* **Action item**: This exercise calls for the records to be returned exactly, with images removed.

* **Extracted entries**:
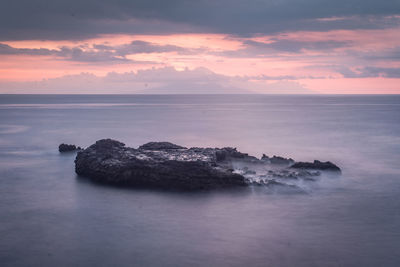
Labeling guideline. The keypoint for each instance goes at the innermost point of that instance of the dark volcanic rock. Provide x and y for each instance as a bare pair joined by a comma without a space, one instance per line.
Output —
277,160
316,165
160,146
168,166
68,148
110,161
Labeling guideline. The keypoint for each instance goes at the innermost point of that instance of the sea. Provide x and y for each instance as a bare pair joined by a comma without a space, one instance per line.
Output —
51,217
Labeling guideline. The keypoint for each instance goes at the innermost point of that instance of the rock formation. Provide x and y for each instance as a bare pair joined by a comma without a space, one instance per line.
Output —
168,166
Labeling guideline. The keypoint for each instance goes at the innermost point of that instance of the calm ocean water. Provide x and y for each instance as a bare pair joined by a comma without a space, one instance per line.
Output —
50,217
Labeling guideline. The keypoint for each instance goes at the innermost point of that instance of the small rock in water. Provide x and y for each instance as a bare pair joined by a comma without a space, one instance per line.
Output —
68,148
168,166
316,165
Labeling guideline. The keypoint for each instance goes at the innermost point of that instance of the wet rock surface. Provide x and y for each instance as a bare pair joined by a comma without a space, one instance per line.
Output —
168,166
68,148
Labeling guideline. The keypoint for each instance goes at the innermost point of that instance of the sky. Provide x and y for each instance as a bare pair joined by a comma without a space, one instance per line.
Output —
200,46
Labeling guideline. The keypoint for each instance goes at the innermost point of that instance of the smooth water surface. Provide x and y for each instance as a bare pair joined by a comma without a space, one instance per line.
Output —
51,217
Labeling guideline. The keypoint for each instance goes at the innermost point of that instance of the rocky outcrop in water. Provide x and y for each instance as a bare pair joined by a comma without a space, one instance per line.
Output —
168,166
316,165
68,148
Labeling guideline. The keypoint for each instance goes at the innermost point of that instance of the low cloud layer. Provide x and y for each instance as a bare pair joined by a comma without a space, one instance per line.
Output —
154,81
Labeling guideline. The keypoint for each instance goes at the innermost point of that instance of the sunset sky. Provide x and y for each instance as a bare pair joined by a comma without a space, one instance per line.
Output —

* **Response below**:
Labeling guideline. The keypoint for each instance goes at the innermost point of that instance of the dark volcanic rock. Provide x and y for each instance as a bare pair joined by a comma without a space, one instance per line.
Output —
277,160
316,165
160,146
168,166
68,148
110,161
Labeling guideline. The keypoint for each instance goes at the innermost point of that instance of the sea. Provide x and y for each instance as a bare pair joined by a comma without a space, one instance per line.
Output —
51,217
Labeling guideline. The keypoint for each instance goes at the innermost point of that instance of the rock formation. Provide x and y for each instance as a bare pair joined by a comma without a space, one instance per line.
Output —
168,166
Labeling guideline. The keypoint for each instance goes at the innermost point of that instance of the calm ocean water. Provide x and y for each instance as a bare pair joined by a comma without a space, one instance per line.
Output —
50,217
Labeling guideline. The keypoint for each instance goes at the innermost point of that instance of the small rock in water. Provide x and y for each instance as a bare pair joined by a comma without a space, one instance per line.
Output —
68,148
168,166
316,165
Labeling guideline. The keypoint for each instance goes at the innermost point of that instance of the wet rock surface. Provide x and y for each instance as a bare pair joined by a comma without a space, one instance per line.
Output —
168,166
68,148
Labeling guideline. The keypoint for each instance goes at the innermost point of that instance of the sky. Provide x and y for each instance as a bare pair joined by a comma without a space, one instance per line.
Output —
200,46
Labeling guideline. The keypoint for each instance goes at the innermost point of that instance of the smooth water surface. Provide x and y for each instance as a bare pair joined by a comma without a space, one instance per line.
Output —
51,217
Labeling guideline. The keypoint for each instance goes at the innermost point of that instance of the rocky outcrop in water. Provide x and y for each instance as a bare pair joined by a comma without a space, one instance per line.
Output —
168,166
316,165
68,148
Labeling guideline. The keypoint for each instance goes at the innermost point of that instance of the low cloud layer. Provide x and y for each instance as a bare pair joined by a comma without a space, one instance per line.
Output —
154,81
Labeling guideline. The keypoint for each instance goes at the innermost point of that instance of the sunset sky. Provide x and y for each instance as a bare pair joined by a comma without a space, one instance per line.
Output —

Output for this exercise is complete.